Exercise :: State how many lines of the rows below contain the string "logo", giving only the number.

Data extract ::
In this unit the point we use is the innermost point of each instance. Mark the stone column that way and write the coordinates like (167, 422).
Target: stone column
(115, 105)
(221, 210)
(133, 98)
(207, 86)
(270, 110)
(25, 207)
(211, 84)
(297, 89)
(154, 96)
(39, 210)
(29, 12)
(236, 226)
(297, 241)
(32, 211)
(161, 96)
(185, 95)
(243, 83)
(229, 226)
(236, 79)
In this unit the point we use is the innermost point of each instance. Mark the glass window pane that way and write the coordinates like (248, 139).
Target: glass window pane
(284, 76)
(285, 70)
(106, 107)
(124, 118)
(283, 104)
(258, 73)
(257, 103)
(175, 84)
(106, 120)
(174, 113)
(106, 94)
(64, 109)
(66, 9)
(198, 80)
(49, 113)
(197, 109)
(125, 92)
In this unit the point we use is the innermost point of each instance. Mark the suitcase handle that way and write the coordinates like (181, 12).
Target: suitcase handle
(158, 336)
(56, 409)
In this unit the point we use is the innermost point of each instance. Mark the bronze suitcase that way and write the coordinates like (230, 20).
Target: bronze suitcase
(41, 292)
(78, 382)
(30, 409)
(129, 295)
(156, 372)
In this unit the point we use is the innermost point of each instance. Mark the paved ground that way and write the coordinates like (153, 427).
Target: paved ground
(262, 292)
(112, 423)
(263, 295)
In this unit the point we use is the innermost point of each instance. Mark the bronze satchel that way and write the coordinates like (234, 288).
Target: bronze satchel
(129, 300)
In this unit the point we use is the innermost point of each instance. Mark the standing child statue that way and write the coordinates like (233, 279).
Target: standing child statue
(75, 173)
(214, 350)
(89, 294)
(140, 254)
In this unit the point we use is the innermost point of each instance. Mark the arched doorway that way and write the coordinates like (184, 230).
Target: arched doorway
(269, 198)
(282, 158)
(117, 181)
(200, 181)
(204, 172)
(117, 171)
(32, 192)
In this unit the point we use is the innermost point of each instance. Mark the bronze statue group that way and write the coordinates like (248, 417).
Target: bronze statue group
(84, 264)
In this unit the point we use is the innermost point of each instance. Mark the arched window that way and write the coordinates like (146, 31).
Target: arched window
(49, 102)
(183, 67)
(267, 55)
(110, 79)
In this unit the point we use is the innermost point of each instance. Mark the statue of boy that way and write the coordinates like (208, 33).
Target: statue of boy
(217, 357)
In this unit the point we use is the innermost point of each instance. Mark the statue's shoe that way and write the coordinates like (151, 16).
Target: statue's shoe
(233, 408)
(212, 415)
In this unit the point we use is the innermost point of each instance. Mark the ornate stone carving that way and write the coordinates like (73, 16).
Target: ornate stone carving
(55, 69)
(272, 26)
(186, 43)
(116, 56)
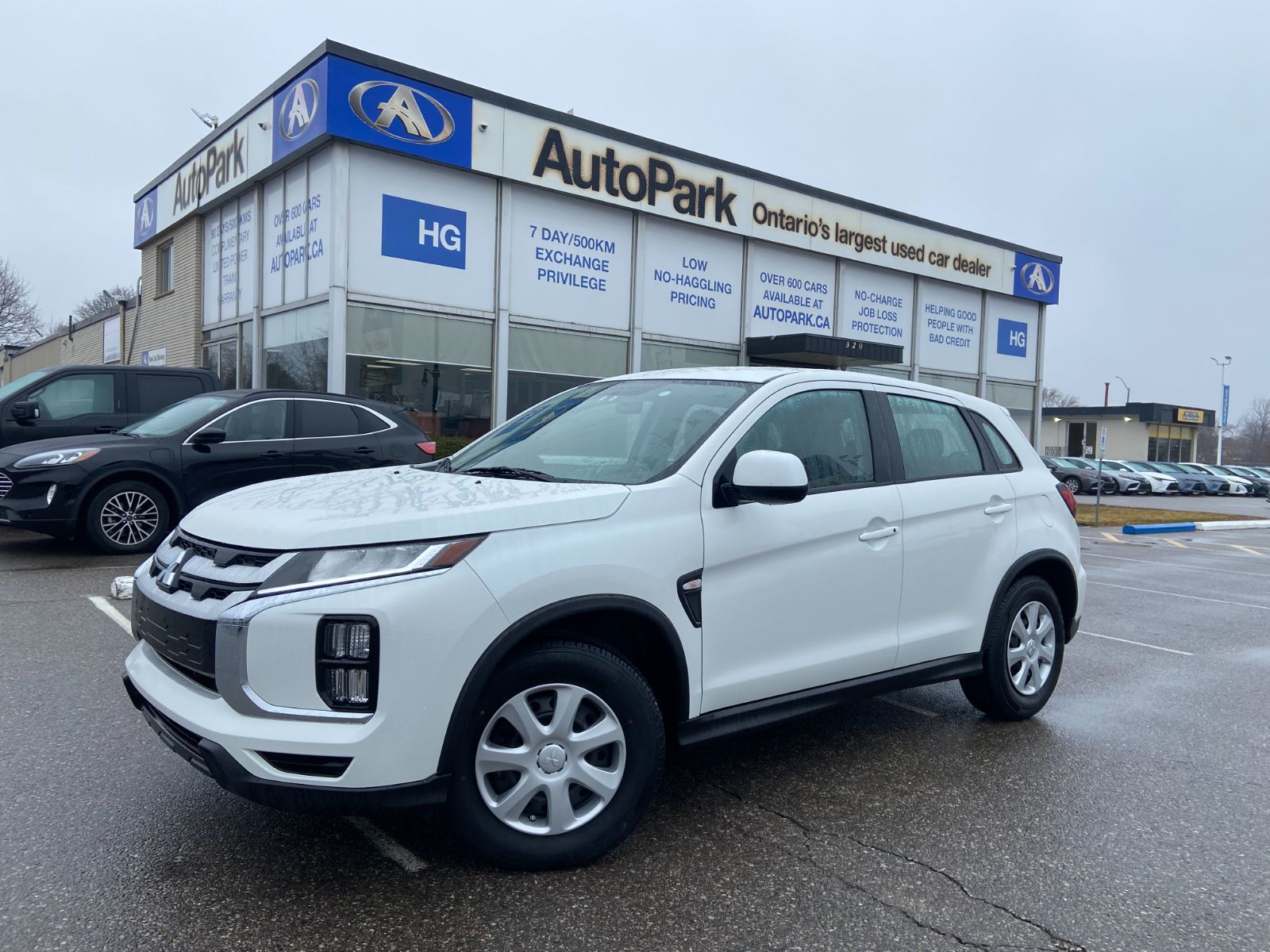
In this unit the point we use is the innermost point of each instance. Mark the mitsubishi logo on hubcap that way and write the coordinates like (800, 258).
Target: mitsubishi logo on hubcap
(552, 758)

--

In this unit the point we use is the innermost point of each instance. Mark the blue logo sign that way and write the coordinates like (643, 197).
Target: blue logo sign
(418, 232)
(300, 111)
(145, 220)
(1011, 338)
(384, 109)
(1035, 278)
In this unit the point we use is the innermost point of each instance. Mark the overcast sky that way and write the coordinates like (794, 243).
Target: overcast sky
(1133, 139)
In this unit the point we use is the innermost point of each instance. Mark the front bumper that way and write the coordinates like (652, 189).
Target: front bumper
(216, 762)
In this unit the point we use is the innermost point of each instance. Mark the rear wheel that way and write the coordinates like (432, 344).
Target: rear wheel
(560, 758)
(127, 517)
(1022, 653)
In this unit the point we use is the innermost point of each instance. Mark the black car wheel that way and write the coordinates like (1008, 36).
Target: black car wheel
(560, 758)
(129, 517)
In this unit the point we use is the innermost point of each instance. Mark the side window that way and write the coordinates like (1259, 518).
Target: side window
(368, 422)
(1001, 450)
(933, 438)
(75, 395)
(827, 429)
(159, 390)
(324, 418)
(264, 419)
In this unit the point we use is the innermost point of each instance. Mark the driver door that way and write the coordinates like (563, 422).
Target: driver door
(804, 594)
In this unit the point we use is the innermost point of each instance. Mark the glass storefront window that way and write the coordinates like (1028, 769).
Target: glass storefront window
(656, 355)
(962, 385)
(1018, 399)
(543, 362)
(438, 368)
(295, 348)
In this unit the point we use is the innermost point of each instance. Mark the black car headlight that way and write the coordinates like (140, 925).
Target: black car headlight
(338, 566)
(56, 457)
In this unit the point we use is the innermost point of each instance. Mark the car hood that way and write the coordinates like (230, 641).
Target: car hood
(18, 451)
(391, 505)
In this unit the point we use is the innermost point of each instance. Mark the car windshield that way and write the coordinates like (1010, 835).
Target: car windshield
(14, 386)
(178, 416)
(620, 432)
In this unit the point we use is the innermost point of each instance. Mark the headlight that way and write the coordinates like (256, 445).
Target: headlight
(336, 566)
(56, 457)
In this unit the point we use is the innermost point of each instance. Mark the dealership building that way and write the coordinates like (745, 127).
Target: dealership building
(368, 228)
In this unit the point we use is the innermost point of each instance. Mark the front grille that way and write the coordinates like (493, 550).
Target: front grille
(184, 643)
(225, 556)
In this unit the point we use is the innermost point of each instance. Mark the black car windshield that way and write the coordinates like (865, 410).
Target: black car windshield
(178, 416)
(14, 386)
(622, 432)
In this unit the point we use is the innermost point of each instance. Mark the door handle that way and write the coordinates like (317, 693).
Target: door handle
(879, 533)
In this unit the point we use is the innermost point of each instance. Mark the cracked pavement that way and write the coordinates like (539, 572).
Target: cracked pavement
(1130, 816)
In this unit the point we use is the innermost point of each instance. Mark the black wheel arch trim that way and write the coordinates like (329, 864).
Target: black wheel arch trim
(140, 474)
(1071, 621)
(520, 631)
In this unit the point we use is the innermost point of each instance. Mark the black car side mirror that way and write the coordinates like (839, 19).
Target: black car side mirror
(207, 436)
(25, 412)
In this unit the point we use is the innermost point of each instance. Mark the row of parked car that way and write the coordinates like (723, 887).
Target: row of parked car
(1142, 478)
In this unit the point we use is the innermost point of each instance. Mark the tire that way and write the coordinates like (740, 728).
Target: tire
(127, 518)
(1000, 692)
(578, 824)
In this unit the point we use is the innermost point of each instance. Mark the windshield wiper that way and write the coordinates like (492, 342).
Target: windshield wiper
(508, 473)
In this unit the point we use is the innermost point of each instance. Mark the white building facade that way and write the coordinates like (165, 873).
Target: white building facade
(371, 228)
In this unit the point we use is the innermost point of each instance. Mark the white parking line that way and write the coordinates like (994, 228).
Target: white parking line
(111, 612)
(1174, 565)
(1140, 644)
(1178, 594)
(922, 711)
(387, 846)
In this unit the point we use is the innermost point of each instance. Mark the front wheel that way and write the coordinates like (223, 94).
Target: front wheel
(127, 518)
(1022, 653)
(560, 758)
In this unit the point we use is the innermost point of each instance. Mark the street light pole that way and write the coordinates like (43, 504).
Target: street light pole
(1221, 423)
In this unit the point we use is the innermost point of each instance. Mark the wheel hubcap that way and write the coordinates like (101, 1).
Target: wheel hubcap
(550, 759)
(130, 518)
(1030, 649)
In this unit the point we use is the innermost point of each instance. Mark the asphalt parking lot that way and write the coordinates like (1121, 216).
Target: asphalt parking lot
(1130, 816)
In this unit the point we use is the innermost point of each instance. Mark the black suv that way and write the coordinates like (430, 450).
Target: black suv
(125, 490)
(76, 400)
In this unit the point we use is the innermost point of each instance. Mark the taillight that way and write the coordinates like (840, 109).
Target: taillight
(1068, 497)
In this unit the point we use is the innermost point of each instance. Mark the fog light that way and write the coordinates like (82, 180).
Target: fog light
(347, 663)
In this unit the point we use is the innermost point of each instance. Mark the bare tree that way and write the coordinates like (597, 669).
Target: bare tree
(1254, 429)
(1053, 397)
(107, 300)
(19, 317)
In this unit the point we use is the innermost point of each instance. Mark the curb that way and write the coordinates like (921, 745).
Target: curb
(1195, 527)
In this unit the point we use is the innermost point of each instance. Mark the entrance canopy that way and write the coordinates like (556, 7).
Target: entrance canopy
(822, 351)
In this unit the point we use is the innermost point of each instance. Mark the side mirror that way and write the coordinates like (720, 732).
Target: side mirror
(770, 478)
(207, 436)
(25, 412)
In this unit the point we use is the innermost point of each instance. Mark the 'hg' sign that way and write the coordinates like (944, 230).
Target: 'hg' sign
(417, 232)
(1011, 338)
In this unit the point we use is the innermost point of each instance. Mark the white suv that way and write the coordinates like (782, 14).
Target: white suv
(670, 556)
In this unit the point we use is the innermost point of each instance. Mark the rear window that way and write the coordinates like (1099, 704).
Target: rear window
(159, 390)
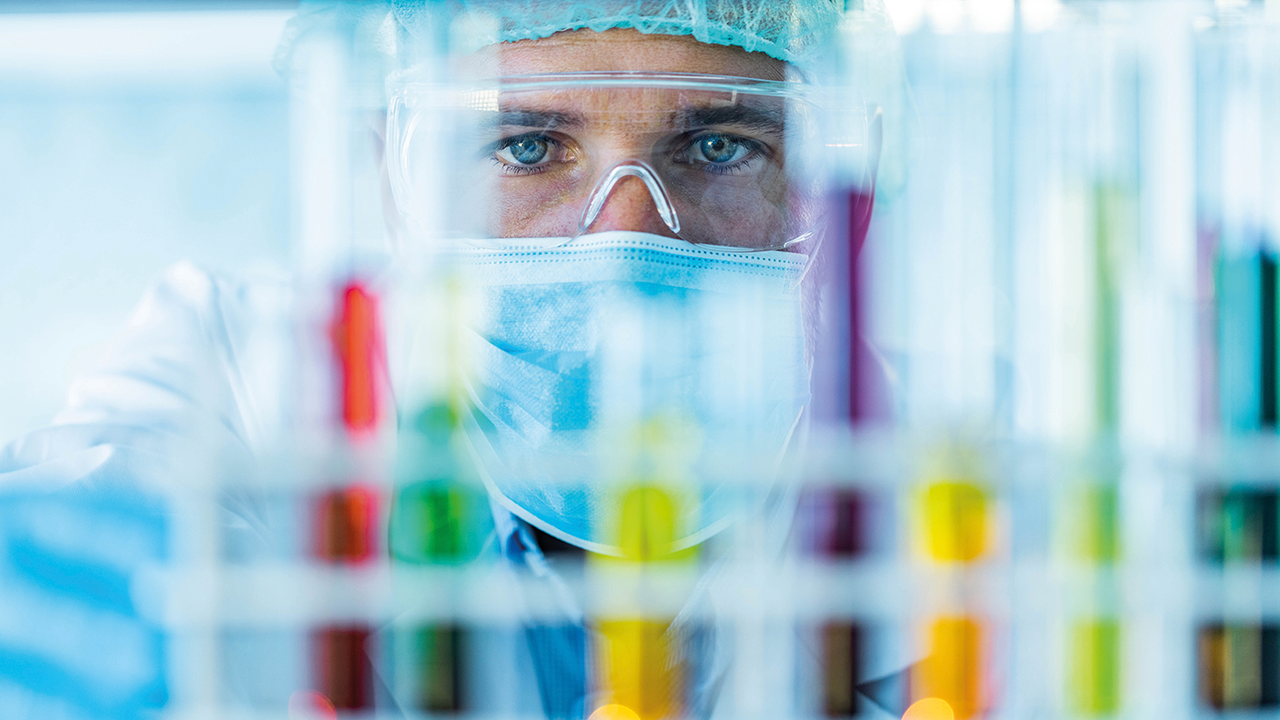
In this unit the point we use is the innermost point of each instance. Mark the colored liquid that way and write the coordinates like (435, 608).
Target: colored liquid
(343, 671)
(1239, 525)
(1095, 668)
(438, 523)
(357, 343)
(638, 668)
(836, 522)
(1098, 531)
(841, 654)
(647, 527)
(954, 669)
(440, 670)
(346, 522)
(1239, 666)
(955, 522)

Exercise response :: 4